• **PROVIDED TEXT**

****

Statistics::Basic::LeastSquareFit − find the least square fit for two lists
A machine to calculate the Least Square Fit of given vectors x and y.
The module returns the alpha and beta filling this formula:
$y = $beta * $x + $alpha
for a given set of x and y co-ordinate pairs.
Say you have the set of Cartesian coordinates:
my @points = ( [1,1], [2,2], [3,3], [4,4] );
The simplest way to find the LSF is as follows:
my $lsf = lsf()−>set_size(int @points); $lsf−>insert(@$_) for @points;
Or this way:
my $xv = vector( map {$_−>[0]} @points ); my $yv = vector( map {$_−>[1]} @points ); my $lsf = lsf($xv, $yv);
And then either query the values or print them like so:
print "The LSF for $xv and $yv: $lsf\n"; my ($yint, $slope) = my ($alpha, $beta) = $lsf−>query;
LSF is meant for finding a line of best fit. $beta is the slope of the line and $alpha is the y−offset. Suppose you want to draw the line. Use these to calculate the "x" for a given "y" or vice versa:
my $y = $lsf−>y_given_x( 7 ); my $x = $lsf−>x_given_y( 7 );
(Note that "x_given_y()" can sometimes produce a divide-by-zero error since it has to divide by the $beta.)

****

• **THE DATA**
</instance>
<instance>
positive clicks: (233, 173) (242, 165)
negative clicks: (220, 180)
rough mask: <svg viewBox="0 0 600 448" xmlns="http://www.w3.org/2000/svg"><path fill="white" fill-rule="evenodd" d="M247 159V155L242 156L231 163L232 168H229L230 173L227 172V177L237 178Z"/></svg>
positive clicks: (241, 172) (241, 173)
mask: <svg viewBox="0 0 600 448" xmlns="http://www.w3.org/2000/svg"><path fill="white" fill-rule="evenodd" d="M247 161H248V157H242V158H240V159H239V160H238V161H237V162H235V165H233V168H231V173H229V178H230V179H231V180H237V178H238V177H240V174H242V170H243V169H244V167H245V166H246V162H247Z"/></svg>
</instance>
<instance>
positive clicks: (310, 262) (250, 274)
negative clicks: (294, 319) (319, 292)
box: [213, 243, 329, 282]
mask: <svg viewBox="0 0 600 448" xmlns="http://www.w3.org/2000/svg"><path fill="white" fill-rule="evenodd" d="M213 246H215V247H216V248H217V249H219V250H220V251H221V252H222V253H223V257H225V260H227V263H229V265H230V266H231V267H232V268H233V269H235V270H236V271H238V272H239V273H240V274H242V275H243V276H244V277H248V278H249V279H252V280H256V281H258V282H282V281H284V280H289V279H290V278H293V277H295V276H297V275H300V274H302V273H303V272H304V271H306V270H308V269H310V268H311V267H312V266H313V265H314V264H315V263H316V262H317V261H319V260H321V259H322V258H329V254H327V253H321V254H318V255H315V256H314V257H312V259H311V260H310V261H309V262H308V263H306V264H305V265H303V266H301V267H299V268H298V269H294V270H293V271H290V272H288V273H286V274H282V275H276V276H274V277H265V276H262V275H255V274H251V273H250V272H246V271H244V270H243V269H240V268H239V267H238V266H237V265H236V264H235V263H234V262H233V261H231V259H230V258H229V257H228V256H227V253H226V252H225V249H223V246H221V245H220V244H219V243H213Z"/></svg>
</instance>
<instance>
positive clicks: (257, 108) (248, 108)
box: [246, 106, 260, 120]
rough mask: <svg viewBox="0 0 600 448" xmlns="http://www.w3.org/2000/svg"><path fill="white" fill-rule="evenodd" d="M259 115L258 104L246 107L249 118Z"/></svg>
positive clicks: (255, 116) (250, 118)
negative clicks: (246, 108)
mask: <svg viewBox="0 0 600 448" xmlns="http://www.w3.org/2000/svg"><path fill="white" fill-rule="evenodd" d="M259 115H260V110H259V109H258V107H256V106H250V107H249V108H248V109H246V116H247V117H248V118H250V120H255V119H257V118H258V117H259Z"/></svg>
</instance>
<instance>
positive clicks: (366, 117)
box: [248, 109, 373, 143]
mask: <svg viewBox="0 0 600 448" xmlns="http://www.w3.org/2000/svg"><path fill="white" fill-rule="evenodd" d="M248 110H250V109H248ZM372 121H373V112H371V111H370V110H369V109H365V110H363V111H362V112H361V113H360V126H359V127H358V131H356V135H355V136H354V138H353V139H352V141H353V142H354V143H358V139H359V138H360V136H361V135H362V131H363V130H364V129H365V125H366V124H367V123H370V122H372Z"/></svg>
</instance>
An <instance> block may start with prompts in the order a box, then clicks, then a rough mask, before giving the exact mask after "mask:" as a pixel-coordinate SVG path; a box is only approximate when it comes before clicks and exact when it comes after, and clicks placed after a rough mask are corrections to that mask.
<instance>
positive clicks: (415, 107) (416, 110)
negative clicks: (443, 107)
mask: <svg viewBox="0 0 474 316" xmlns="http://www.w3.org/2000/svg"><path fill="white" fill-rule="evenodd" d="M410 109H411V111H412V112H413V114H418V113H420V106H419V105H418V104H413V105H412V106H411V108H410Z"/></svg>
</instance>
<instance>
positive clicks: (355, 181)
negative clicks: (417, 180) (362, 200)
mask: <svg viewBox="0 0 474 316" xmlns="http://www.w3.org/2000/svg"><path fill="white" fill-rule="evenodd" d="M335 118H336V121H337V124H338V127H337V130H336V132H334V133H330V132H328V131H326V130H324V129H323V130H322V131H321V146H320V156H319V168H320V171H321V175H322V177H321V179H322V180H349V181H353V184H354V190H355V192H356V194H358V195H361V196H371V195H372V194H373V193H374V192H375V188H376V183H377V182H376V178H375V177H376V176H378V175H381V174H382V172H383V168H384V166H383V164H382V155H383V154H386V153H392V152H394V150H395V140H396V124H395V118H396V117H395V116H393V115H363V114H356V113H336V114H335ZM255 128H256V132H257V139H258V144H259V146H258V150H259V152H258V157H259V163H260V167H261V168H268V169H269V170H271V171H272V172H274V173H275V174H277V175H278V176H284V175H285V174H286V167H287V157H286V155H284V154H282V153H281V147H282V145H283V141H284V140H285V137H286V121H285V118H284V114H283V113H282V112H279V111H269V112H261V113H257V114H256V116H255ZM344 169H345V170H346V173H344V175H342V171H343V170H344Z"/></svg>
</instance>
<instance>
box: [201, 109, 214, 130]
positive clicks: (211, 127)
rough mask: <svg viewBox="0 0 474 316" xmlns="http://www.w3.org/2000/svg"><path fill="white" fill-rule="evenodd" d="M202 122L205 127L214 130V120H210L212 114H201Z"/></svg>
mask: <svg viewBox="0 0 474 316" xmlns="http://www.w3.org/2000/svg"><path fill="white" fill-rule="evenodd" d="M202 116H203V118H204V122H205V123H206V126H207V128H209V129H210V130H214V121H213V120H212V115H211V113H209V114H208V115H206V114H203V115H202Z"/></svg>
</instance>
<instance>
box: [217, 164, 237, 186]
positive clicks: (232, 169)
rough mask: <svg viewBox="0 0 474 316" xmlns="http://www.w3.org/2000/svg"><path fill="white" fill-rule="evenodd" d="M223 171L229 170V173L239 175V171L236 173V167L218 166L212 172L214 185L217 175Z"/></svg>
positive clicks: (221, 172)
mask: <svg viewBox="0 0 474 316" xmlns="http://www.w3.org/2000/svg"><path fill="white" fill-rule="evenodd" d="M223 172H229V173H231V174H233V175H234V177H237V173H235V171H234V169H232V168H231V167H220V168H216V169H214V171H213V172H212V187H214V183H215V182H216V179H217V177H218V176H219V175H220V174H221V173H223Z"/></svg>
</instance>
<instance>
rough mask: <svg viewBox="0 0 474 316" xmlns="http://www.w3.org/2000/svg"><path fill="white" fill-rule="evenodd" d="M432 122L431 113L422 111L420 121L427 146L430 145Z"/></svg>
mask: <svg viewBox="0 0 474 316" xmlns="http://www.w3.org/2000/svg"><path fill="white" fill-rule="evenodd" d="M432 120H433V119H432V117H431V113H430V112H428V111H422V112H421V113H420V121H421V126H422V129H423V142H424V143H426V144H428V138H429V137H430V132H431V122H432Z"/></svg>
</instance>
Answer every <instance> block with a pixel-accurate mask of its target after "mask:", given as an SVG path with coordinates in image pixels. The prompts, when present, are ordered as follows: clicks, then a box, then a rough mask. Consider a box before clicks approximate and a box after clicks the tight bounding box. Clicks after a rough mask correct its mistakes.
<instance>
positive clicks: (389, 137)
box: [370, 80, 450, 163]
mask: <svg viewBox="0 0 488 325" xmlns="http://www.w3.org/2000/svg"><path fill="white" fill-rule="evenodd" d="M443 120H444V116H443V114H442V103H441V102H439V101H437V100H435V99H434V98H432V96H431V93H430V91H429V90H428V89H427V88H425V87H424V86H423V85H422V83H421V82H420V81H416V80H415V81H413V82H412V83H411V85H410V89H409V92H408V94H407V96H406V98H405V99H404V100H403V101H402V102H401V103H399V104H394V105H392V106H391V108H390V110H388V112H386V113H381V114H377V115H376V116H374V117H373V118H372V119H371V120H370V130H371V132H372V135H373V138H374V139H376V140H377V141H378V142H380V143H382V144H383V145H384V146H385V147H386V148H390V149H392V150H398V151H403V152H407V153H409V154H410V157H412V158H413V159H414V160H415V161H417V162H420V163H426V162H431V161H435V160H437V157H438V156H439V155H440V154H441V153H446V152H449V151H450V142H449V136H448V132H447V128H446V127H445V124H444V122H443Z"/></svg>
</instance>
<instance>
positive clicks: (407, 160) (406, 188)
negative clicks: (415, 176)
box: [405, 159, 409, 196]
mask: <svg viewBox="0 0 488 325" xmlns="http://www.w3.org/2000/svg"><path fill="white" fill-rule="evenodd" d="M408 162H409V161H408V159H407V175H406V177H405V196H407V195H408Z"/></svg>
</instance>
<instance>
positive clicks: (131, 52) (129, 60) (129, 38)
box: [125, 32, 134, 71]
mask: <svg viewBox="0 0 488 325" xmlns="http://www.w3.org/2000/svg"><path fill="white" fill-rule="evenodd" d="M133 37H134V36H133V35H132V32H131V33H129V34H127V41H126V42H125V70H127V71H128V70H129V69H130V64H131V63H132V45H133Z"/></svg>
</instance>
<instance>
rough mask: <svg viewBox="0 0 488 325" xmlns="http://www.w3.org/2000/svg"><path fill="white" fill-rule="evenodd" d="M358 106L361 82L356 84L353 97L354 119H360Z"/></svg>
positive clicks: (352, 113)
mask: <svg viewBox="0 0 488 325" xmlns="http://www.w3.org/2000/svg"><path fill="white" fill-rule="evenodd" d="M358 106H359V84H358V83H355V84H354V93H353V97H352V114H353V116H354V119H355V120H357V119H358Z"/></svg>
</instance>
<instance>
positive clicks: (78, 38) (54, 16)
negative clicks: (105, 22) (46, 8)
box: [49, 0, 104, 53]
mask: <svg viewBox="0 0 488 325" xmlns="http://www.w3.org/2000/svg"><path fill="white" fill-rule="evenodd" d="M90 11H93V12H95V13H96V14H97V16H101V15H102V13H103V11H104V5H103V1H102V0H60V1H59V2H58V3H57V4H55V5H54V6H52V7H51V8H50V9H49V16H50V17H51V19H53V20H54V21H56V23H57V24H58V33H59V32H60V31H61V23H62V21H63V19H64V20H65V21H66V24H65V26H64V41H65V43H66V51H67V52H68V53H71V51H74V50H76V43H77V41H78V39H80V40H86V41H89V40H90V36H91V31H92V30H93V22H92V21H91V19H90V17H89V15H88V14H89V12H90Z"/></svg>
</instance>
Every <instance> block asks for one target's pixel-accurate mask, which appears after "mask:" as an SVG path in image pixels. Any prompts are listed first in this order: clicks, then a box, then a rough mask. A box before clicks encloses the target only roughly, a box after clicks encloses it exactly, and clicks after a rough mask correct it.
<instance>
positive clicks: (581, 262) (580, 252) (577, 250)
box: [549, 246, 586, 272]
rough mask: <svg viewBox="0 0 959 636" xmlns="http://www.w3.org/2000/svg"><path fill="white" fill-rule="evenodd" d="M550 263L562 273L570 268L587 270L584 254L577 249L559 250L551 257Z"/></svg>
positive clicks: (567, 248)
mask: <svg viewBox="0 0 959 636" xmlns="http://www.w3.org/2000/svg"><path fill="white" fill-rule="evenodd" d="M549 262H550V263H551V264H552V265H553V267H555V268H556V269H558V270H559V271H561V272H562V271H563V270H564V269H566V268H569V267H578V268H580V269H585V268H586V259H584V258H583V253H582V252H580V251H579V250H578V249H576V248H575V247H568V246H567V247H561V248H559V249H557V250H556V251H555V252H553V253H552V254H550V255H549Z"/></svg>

****

• **TASK TO CARRY OUT**
Pick up the Statistics::Basic::LeastSquareFit documentation right after its final sentence and write what comes next.

• **ANSWER TO THE PROBLEM**
Create a 20 point "moving" LSF like so:
use Statistics::Basic qw(:all nofill); my $sth = $dbh−>prepare("select x,y from points where something"); my $len = 20; my $lsf = lsf()−>set_size($len); $sth−>execute or die $dbh−>errstr; $sth−>bind_columns( my ($x, $y) ) or die $dbh−>errstr; my $count = $len; while( $sth−>fetch ) { $lsf−>insert( $x, $y ); if( defined( my ($yint, $slope) = $lsf−>query ) { print "LSF: y= $slope*x + $yint\n"; } # This would also work: # print "$lsf\n" if $lsf−>query_filled; }
This list of methods skips the methods inherited from Statistics::Basic::_TwoVectorBase (things like insert(), and ginsert()).
new()
Create a new Statistics::Basic::LeastSquareFit object. This function takes two arguments -- which can either be arrayrefs or Statistics::Basic::Vector objects. This function is called when the leastsquarefirt() shortcut-function is called.
query()
LSF is meant for finding a line of best fit. $beta is the slope of the line and $alpha is the y−offset.
my ($alpha, $beta) = $lsf−>query;
y_given_x()
Automatically calculate the y−value on the line for a given x−value.
my $y = $lsf−>y_given_x( 7 );
x_given_y()
Automatically calculate the x−value on the line for a given y−value.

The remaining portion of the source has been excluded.